== Provided records

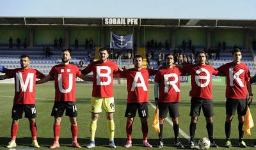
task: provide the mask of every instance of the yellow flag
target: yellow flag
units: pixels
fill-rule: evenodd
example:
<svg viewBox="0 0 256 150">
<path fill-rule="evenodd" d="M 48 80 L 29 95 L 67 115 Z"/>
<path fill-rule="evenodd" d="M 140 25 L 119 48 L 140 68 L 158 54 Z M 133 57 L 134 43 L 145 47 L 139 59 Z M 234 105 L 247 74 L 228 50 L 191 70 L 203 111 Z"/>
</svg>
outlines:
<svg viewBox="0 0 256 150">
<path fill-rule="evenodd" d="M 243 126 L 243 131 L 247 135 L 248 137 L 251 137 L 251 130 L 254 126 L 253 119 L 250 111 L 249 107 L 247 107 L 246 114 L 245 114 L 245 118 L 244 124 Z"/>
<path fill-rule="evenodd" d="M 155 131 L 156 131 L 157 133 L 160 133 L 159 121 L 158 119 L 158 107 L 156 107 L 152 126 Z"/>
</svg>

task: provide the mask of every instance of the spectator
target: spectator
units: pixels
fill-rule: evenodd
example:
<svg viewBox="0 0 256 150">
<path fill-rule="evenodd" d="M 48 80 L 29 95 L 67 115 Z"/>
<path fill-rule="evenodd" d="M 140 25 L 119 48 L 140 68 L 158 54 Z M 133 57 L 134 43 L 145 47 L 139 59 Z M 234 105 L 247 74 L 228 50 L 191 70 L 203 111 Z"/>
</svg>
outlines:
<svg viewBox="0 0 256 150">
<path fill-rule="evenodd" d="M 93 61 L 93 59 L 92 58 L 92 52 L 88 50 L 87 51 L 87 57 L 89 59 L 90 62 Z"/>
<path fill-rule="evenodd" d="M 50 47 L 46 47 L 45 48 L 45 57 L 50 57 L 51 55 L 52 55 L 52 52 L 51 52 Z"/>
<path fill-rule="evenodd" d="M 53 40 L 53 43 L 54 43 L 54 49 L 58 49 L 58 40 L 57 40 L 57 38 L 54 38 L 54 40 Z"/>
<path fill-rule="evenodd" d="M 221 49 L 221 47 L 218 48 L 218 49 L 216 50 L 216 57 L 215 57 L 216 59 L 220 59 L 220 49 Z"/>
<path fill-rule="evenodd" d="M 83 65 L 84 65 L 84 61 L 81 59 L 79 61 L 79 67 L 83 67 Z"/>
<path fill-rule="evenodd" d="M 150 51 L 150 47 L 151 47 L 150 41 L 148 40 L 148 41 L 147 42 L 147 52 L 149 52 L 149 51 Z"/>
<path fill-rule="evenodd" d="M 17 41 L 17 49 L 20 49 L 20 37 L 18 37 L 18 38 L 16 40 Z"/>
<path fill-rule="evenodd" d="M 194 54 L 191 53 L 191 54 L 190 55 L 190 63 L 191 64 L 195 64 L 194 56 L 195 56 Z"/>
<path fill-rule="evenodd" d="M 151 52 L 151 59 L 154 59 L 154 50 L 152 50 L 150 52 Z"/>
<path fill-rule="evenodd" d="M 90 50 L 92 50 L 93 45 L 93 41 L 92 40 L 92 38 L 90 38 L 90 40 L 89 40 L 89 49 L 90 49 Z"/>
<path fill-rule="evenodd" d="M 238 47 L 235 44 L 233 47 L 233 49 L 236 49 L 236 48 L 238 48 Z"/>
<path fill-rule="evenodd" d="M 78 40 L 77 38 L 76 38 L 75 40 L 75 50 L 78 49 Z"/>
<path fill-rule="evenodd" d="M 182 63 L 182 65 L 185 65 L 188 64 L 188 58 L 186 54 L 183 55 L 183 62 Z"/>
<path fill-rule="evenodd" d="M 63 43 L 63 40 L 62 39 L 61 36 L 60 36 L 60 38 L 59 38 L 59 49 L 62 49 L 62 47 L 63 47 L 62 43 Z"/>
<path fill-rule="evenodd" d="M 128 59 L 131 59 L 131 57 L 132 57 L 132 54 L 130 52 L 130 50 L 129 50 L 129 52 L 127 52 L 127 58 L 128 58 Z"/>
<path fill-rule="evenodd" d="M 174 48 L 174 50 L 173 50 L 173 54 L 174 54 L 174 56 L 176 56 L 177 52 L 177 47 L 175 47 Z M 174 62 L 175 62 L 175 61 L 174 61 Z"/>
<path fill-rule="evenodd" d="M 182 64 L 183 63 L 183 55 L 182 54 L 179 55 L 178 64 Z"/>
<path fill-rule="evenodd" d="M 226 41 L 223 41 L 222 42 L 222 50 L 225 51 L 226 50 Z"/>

====

◆ **Your instructions**
Which lines of the records contain the word "target"? List each of them in full.

◆ **Result of the task**
target: yellow flag
target: spectator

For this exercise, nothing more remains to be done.